─── EXCERPTED TEXT ───

Data on spontaneous pneumothorax are scarce. Only 2 studies with larger study populations are available: one from England (n = 22 749) (1), the other from France (n = 59 637) (2).
While in primary spontaneous pneumothorax, by definition, no underlying pulmonary disease can be identified, the causative condition is known in secondary spontaneous pneumothorax. In 90% of patients with primary spontaneous pneumothorax, however, emphysematous lesions, such as bullae or vesicles, are found (3, 4). Secondary spontaneous pneumothorax more commonly affects the elderly and is most frequently observed in patients with chronic obstructive pulmonary disease (COPD), but also with interstitial lung disease, pneumonia, malignancies, and other disorders (5). Eighty-five percent of spontaneous pneumothorax cases are primary and 15% secondary (2).
The aim of this study is to provide insights into the epidemiology and management of spontaneous pneumothorax in Germany, in particular with regard to the frequency of hospitalization, lethality, computed tomography (CT) investigations and treatment provided, from which recommendations for diagnosis and management can be derived. Since a clinical practice guideline of the German societies of thoracic surgery, pneumology, internal medicine and the German Society of Radiology (DRG, Deutsche Röntgengesellschaft) shall be completed and published this year, it will be possible to assess its impact on the diagnosis and management of pneumothorax by undertaking a further analysis of the data of the German Federal Statistical Office in a few years‘ time.

─── GIVEN RECORDS ───

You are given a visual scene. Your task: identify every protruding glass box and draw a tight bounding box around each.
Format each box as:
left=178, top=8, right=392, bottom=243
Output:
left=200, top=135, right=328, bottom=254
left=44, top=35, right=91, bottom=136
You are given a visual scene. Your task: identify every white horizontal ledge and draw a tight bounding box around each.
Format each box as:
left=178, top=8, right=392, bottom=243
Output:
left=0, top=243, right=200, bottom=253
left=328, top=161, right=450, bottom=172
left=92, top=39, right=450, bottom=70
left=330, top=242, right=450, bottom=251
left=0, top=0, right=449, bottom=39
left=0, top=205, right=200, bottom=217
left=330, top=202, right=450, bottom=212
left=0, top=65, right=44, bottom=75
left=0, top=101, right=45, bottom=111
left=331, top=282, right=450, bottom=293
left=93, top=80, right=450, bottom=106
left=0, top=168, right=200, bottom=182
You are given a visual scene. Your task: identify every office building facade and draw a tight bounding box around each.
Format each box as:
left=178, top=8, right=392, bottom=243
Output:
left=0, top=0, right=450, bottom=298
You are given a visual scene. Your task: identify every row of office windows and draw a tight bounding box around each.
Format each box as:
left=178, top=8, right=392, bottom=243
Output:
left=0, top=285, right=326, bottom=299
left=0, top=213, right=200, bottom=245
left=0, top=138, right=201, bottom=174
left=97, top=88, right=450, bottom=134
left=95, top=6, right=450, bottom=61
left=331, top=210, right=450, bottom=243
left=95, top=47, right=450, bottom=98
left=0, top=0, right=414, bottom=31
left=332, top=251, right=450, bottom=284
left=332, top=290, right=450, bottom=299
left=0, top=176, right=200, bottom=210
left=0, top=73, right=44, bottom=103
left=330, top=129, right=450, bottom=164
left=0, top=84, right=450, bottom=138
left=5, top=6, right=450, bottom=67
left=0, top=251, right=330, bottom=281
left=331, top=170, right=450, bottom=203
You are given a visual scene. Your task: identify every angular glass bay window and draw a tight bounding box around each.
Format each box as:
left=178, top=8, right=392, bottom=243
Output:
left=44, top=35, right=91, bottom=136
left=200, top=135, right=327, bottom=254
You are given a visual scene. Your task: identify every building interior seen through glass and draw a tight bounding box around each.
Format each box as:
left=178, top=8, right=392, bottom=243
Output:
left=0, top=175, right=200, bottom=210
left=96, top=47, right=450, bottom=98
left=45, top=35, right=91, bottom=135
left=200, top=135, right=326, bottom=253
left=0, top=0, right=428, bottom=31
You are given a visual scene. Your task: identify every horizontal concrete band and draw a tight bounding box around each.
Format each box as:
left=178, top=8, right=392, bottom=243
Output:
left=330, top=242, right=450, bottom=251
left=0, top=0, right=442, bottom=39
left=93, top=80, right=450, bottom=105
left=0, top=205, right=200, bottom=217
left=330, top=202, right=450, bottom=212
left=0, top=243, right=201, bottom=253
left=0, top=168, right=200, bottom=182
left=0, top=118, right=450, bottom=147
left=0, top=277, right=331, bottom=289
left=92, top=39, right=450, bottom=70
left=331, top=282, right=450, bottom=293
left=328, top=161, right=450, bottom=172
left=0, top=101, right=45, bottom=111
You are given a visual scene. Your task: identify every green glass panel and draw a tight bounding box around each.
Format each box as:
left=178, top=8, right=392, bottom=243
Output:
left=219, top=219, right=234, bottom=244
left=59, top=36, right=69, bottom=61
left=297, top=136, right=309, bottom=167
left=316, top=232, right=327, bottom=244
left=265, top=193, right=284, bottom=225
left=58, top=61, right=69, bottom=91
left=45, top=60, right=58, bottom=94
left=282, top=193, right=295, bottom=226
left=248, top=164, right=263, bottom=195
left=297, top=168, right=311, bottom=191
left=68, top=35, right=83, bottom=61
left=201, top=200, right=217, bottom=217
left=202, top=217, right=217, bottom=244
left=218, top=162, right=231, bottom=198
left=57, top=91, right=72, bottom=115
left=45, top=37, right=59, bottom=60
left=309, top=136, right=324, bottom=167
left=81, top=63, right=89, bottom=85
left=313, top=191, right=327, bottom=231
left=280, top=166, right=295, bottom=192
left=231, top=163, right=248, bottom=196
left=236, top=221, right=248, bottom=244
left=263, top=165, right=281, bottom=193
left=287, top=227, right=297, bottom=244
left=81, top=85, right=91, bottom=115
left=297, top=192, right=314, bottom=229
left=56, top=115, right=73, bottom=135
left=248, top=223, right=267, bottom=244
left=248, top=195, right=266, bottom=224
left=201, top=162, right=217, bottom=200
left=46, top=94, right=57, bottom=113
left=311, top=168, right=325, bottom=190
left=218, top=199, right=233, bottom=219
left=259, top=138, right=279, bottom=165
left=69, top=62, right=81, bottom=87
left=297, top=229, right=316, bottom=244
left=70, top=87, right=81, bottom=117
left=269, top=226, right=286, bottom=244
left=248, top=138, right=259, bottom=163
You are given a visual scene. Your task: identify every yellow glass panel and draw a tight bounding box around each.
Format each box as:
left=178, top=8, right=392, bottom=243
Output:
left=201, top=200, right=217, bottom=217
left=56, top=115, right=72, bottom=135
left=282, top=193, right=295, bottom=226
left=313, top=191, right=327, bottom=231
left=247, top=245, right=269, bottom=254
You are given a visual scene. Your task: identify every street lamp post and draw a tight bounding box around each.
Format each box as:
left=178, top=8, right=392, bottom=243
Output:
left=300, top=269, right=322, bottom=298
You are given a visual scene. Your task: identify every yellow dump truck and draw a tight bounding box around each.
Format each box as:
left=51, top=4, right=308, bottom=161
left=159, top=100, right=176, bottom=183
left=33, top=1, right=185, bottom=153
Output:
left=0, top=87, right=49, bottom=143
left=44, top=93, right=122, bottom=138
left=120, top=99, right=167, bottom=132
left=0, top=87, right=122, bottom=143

───

■ EXERCISES ■
a - For the passage on spontaneous pneumothorax, decide whether each statement agrees with it. Answer yes or no for each, and quote the words from the passage that settle it. (i) The French study had a larger study population than the English one. (ii) Most cases of spontaneous pneumothorax are secondary. (iii) Emphysematous lesions are found in 90% of patients with primary spontaneous pneumothorax.
b - Pick up the passage on spontaneous pneumothorax after its last sentence and write how it goes on.

■ EXERCISE RESPONSES ■
a -
(i) Yes: "one from England (n = 22 749) (1), the other from France (n = 59 637)"
(ii) No: "Eighty-five percent of spontaneous pneumothorax cases are primary and 15% secondary"
(iii) Yes: "In 90% of patients with primary spontaneous pneumothorax, however, emphysematous lesions, such as bullae or vesicles, are found"

b -
Methods
From the German Federal Statistical Office, we retrieved all cases with pneumothorax (ICD J93) as the primary diagnosis at discharge from continuous inpatient hospital care for the period from 2011 to 2015, regardless of the number of specialist departments involved, and broken down by 5-year age cohorts and sex. In case of pneumothorax recurrence, multiple references were possible. All patients age 10 years and older were included in the study; the cases of patients older than 90 years were assigned to an old-age cohort. Patients with traumatic (ICD S27.0) and iatrogenic pneumothorax (ICD J95.80) were not included in this study. To identify secondary spontaneous pneumothorax, we also included the relevant codable pulmonary secondary diagnoses: COPD (J44), interstitial pulmonary disease (J84), pneumonia (J18), and lung cancer (C34).
In addition, we included deaths related to the primary diagnoses as well as data, coded using the Operation and Procedure Code (OPS), on radiological CT investigations, inpatient monitoring, tube thoracostomy, thoracentesis, and surgical treatment with atypical pulmonary resection, pleurectomy and pleurodesis.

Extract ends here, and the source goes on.